== Available records ==

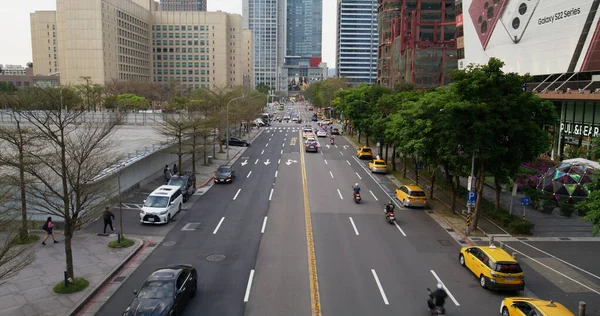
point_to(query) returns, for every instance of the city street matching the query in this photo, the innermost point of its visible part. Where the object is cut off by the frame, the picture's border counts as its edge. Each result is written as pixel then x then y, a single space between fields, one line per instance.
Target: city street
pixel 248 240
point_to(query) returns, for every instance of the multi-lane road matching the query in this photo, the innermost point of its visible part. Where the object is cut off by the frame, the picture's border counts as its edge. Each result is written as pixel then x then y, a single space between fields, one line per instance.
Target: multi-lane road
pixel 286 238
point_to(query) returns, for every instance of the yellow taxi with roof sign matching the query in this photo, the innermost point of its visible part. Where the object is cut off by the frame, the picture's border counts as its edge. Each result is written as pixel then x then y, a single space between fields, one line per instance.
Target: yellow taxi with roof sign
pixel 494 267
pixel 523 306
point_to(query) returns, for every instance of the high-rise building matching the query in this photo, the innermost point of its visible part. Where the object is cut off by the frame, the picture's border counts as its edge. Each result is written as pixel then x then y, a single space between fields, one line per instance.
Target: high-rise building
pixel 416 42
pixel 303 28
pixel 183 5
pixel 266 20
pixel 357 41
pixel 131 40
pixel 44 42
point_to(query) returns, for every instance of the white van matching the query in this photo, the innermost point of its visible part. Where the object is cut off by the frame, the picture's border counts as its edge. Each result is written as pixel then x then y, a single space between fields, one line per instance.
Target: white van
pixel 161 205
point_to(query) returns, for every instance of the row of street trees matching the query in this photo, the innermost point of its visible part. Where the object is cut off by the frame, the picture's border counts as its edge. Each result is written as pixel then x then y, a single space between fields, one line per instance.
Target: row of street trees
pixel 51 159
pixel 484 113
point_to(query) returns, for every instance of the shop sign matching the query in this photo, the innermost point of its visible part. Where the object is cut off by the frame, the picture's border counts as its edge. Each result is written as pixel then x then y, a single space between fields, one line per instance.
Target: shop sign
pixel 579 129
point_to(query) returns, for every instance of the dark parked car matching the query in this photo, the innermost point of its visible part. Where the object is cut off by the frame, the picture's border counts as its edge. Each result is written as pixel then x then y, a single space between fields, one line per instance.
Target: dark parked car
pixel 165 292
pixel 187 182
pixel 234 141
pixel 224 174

===
== Available records ==

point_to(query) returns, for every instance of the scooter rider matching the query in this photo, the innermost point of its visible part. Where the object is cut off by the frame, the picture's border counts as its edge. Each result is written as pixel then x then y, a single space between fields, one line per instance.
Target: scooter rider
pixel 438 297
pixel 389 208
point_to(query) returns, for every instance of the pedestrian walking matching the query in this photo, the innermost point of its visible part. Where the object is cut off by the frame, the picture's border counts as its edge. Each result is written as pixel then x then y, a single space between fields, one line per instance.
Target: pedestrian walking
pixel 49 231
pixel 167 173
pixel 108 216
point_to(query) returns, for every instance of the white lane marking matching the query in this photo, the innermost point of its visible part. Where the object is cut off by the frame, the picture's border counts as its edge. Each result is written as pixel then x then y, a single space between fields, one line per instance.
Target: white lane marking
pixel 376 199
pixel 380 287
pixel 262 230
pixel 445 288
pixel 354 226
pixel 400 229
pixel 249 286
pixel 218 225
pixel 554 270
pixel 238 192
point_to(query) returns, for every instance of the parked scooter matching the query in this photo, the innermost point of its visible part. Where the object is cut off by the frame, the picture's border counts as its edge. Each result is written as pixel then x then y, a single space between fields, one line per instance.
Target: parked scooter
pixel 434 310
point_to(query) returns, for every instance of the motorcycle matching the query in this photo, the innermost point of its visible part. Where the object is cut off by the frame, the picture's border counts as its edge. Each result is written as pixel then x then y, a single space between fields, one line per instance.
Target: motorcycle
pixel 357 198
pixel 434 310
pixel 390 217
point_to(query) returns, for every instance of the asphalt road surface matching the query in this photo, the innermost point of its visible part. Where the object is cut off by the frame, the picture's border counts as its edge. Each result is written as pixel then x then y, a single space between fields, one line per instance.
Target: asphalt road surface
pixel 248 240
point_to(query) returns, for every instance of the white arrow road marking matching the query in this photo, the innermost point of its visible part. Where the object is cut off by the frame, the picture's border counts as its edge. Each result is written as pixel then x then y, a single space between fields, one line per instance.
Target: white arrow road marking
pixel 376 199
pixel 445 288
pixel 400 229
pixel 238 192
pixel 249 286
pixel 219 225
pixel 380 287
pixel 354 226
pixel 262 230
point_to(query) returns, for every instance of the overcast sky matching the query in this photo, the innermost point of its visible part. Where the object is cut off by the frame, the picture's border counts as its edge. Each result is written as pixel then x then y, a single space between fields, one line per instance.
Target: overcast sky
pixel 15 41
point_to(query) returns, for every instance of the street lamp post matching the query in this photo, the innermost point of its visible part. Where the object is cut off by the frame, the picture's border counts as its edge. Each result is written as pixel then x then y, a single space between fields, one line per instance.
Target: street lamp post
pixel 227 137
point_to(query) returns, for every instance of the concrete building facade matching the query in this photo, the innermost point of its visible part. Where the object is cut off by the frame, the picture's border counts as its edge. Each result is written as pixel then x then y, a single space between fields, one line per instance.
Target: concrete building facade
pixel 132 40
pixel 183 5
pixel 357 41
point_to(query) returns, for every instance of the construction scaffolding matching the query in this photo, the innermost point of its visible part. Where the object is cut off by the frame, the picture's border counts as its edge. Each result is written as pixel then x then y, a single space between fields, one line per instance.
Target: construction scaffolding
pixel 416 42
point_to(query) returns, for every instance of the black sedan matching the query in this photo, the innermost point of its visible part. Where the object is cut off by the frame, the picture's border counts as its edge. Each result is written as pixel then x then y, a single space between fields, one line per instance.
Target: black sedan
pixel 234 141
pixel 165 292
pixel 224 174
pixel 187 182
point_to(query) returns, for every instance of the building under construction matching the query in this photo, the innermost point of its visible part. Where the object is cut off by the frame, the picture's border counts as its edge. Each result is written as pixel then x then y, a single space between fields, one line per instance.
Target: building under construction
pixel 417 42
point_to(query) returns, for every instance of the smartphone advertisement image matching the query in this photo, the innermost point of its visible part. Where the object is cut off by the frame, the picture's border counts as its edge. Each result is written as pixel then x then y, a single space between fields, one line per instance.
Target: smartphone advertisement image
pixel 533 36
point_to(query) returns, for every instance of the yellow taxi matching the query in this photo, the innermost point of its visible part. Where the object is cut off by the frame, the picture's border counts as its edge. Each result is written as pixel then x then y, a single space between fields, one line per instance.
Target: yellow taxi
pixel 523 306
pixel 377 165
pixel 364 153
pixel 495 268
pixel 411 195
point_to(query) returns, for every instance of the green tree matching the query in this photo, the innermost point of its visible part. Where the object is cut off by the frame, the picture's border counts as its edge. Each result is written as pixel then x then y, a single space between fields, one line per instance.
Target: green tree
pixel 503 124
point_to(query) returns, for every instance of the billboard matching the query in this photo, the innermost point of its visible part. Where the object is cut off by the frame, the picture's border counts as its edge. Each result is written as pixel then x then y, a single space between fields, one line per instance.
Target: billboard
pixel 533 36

===
== Available records ==

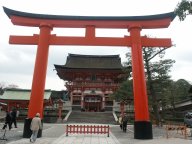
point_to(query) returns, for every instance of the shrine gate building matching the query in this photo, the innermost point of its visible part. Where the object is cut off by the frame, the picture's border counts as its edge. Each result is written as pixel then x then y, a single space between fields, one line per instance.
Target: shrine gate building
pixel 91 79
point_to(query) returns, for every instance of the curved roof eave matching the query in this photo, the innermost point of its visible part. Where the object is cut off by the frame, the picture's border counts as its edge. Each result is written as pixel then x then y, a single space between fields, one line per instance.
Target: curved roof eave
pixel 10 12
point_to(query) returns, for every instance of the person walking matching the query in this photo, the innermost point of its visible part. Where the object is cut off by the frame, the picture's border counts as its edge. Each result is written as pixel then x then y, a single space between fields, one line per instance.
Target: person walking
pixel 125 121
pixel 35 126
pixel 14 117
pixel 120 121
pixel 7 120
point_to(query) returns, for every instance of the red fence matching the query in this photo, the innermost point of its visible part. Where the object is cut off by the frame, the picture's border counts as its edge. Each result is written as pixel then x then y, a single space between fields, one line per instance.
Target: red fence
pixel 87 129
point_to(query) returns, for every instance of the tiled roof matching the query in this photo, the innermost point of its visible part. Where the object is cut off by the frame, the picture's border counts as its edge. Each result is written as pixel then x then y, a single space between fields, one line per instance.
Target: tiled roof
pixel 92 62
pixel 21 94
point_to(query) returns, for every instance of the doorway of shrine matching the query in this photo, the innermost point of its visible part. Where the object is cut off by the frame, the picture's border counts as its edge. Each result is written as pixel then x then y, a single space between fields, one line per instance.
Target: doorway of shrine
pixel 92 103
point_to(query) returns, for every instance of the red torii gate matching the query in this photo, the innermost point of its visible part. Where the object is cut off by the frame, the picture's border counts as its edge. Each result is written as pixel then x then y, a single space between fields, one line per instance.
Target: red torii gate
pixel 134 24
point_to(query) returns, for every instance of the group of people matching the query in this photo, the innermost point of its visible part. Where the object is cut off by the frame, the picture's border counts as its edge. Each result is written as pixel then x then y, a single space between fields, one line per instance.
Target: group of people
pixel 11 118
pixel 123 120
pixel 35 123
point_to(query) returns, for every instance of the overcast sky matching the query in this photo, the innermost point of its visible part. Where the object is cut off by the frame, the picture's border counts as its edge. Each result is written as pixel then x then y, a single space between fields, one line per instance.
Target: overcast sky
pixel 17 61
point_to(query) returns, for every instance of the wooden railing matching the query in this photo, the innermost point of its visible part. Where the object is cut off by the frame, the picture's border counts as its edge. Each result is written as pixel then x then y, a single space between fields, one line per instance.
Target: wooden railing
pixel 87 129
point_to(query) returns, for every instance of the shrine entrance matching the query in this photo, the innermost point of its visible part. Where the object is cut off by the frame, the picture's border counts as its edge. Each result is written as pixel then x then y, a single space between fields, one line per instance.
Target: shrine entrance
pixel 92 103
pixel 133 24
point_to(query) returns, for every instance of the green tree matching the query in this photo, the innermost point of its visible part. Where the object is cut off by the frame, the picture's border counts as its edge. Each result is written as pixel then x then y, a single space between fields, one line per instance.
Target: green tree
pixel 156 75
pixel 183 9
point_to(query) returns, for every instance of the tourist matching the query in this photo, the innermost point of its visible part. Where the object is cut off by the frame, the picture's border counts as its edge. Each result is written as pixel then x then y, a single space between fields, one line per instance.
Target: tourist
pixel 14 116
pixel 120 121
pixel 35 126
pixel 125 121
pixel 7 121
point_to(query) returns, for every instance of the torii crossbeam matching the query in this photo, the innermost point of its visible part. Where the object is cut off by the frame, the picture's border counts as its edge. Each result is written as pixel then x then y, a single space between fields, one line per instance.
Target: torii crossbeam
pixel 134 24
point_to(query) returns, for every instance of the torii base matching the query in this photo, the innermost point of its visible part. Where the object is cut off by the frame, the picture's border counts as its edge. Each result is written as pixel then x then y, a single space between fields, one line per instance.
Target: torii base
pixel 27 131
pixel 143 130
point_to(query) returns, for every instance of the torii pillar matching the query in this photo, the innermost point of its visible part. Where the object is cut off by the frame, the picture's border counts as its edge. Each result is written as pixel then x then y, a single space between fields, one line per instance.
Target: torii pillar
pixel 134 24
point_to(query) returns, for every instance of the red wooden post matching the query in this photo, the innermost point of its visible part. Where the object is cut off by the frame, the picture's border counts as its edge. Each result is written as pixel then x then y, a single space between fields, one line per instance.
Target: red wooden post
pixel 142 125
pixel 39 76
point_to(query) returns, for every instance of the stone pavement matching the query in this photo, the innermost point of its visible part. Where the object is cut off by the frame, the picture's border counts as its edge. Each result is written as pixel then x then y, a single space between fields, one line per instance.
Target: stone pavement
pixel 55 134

===

Exercise goal - Please report how many of the lines above contain the string "base" with the same case. Give only the number.

Task solution - 2